Task brief:
Answer with one figure only, the number of lines below in which "step" occurs.
________________________________________
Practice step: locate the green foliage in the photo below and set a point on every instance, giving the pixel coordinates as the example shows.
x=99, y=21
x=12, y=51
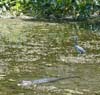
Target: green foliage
x=55, y=8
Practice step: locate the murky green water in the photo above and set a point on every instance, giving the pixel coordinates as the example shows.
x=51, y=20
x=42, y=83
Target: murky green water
x=33, y=50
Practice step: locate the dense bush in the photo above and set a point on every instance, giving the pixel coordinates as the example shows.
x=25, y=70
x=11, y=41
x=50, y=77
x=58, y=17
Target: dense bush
x=53, y=8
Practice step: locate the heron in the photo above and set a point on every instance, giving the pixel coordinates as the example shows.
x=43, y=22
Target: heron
x=79, y=49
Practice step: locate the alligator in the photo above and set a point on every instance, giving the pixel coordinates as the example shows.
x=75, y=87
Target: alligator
x=27, y=83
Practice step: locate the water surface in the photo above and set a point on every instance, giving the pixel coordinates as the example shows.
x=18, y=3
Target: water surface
x=31, y=50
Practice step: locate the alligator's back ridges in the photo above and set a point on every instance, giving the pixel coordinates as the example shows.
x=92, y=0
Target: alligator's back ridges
x=43, y=80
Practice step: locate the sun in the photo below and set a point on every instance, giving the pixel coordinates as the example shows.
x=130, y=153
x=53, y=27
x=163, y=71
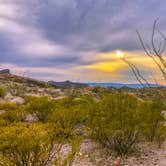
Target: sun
x=119, y=54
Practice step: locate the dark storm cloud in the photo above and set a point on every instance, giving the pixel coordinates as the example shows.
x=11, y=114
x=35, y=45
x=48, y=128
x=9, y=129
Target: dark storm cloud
x=70, y=33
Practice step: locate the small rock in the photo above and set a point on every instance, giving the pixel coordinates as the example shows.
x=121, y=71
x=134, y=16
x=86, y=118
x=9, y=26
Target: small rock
x=2, y=112
x=8, y=96
x=31, y=118
x=18, y=100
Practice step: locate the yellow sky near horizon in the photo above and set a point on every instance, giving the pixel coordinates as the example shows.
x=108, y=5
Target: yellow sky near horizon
x=113, y=64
________________________________________
Response:
11